Exercise description> Print the listing that follows, character for character.
[Start Records for the exercise]
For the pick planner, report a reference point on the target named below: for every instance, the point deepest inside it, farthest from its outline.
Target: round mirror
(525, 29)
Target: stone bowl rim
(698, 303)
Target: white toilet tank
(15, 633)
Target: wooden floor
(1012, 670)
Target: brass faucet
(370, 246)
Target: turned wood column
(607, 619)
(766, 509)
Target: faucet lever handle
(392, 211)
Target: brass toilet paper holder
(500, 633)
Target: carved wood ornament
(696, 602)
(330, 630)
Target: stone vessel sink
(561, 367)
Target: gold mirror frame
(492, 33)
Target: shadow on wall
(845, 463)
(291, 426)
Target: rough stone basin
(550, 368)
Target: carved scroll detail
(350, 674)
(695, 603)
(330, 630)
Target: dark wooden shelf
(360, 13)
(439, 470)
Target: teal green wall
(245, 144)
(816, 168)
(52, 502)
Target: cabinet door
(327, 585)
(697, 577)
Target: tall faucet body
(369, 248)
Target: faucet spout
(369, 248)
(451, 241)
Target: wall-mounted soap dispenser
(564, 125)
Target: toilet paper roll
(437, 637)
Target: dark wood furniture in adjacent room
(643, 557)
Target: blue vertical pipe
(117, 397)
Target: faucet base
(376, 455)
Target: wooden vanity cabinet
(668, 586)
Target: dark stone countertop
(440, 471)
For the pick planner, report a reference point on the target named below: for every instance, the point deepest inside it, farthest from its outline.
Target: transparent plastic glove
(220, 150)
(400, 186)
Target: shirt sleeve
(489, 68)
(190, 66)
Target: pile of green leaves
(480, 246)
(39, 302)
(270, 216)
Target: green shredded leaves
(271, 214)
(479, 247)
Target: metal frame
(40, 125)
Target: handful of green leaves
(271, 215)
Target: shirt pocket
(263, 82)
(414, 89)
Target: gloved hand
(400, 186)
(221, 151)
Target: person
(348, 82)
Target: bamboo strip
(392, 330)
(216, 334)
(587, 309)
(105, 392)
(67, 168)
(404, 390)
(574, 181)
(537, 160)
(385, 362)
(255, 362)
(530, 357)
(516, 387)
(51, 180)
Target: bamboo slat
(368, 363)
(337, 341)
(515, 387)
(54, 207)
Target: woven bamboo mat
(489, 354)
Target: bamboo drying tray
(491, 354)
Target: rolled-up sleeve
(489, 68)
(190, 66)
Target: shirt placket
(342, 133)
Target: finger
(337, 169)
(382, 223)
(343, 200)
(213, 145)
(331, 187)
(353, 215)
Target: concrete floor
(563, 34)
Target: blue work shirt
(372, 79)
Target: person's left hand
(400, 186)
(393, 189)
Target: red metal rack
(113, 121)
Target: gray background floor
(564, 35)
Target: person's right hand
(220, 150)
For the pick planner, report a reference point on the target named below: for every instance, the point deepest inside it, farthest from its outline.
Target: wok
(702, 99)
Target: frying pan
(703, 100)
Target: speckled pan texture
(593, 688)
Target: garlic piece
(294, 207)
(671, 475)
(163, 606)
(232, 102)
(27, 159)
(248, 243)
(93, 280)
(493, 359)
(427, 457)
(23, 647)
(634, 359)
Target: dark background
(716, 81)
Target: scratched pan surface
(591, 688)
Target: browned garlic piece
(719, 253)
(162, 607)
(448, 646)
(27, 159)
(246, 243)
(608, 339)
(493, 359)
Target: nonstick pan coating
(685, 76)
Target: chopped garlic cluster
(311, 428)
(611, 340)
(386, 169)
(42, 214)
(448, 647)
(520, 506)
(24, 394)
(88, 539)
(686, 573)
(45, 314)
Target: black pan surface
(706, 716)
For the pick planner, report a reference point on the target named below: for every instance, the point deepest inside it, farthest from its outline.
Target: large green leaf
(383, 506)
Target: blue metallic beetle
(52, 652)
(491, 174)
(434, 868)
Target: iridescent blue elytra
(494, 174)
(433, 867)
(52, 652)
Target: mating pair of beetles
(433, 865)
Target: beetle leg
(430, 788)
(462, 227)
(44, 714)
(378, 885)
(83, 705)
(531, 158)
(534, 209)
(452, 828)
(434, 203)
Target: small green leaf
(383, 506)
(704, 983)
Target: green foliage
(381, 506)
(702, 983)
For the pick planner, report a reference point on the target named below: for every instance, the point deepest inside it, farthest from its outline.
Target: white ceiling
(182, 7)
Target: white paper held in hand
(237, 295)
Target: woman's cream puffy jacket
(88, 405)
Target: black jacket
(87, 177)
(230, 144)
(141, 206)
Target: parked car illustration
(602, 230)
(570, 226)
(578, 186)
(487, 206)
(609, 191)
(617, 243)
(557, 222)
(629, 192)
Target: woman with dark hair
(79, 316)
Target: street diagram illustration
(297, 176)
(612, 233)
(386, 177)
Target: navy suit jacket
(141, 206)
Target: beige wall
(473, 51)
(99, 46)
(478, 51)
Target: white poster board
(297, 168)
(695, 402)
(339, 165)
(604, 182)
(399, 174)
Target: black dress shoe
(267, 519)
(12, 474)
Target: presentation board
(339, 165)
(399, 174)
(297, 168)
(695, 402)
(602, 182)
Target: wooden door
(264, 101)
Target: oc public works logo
[End Records for the exercise]
Output for this task>
For the pick planner, report a reference point on the target named below: for every instance, the point deepest inside it, farthest from its outline.
Target: round mirror
(525, 29)
Target: stone bowl rim
(698, 303)
Target: white toilet tank
(15, 633)
Target: wooden floor
(1012, 670)
Target: brass faucet
(370, 246)
Target: turned wood column
(607, 619)
(766, 509)
Target: faucet lever handle
(392, 211)
Target: brass toilet paper holder
(500, 633)
Target: carved wood ornament
(696, 602)
(330, 630)
Target: stone vessel sink
(561, 367)
Target: gold mirror frame
(492, 33)
Target: shadow on wall
(845, 463)
(291, 426)
Target: rough stone basin
(550, 368)
Target: carved scroll detail
(350, 674)
(695, 603)
(330, 630)
Target: dark wooden shelf
(360, 13)
(439, 470)
Target: teal green wall
(245, 144)
(816, 168)
(52, 502)
Target: cabinet door
(327, 585)
(697, 577)
Target: tall faucet body
(369, 248)
Target: faucet spout
(369, 248)
(451, 241)
Target: wall-mounted soap dispenser
(564, 125)
Target: toilet paper roll
(437, 637)
Target: dark wood furniture in adjacent room
(643, 557)
Target: blue vertical pipe
(117, 397)
Target: faucet base
(376, 455)
Target: wooden vanity cabinet
(668, 586)
Target: dark stone countertop
(440, 471)
For the pick planner, report a reference point on the target named below: for every instance, the point deepest inside it, farthest from its outline.
Target: transparent plastic glove
(220, 150)
(400, 186)
Target: shirt sleeve
(489, 68)
(190, 66)
Target: pile of green leaves
(480, 246)
(39, 302)
(270, 216)
Target: green shredded leaves
(271, 214)
(479, 247)
Target: metal frame
(40, 125)
Target: handful of green leaves
(271, 215)
Target: shirt pocket
(263, 82)
(414, 89)
Target: gloved hand
(400, 186)
(221, 151)
Target: person
(348, 82)
Target: bamboo strip
(392, 330)
(216, 334)
(587, 309)
(105, 392)
(67, 168)
(404, 390)
(574, 181)
(537, 160)
(385, 362)
(255, 362)
(530, 357)
(516, 387)
(51, 180)
Target: bamboo slat
(368, 363)
(337, 341)
(515, 387)
(54, 207)
Target: woven bamboo mat
(489, 354)
Target: bamboo drying tray
(491, 354)
Target: rolled-up sleeve
(489, 68)
(190, 66)
Target: shirt placket
(342, 133)
Target: finger
(337, 169)
(382, 223)
(343, 200)
(213, 145)
(331, 187)
(353, 215)
Target: concrete floor
(563, 34)
Target: blue work shirt
(372, 79)
Target: person's left hand
(400, 186)
(393, 189)
Target: red metal rack
(113, 121)
Target: gray background floor
(564, 35)
Target: person's right hand
(220, 150)
For the pick planner, report a reference point on the target named below: for every instance, the point deepest inside it, farthest from its outline.
Target: wok
(702, 99)
Target: frying pan
(703, 100)
Target: speckled pan texture
(593, 688)
Target: garlic piece
(294, 207)
(671, 475)
(163, 606)
(232, 102)
(27, 159)
(248, 243)
(93, 280)
(493, 359)
(427, 457)
(23, 647)
(634, 359)
Target: dark background
(716, 81)
Target: scratched pan surface
(591, 688)
Target: browned garlic piece
(719, 253)
(162, 607)
(448, 646)
(27, 159)
(246, 243)
(608, 339)
(493, 359)
Target: nonstick pan coating
(685, 76)
Target: chopped garlic cluster
(311, 428)
(611, 340)
(386, 169)
(42, 214)
(448, 647)
(520, 506)
(24, 394)
(88, 539)
(686, 573)
(45, 314)
Target: black pan surface
(706, 716)
For the pick planner, report a reference point on the target named below: for every instance, the point deepest inside it, farthest from its outline.
Target: large green leaf
(383, 506)
Target: blue metallic beetle
(52, 652)
(491, 174)
(434, 868)
Target: iridescent blue elytra
(494, 174)
(433, 867)
(52, 652)
Target: mating pair of beetles
(433, 865)
Target: beetle leg
(430, 788)
(462, 227)
(44, 714)
(378, 885)
(83, 705)
(531, 158)
(534, 209)
(452, 828)
(434, 203)
Target: small green leaf
(383, 506)
(704, 983)
Target: green foliage
(381, 506)
(702, 983)
For the pick planner, report a reference point on the target named below: for every instance, the point deepest inside it, farthest from its outline.
Target: white ceiling
(182, 7)
Target: white paper held in hand
(237, 295)
Target: woman's cream puffy jacket
(88, 405)
Target: black jacket
(87, 177)
(230, 144)
(141, 206)
Target: parked car illustration
(602, 230)
(570, 226)
(578, 186)
(487, 206)
(609, 191)
(617, 243)
(557, 222)
(629, 192)
Target: woman with dark hair
(79, 316)
Target: street diagram illustration
(297, 176)
(612, 233)
(386, 177)
Target: navy suit jacket
(141, 206)
Target: beige wall
(473, 51)
(99, 46)
(478, 51)
Target: white poster board
(297, 168)
(695, 402)
(339, 165)
(604, 182)
(399, 174)
Target: black dress shoe
(267, 519)
(12, 474)
Target: presentation board
(339, 165)
(399, 174)
(297, 168)
(695, 402)
(602, 182)
Target: wooden door
(264, 101)
Target: oc public works logo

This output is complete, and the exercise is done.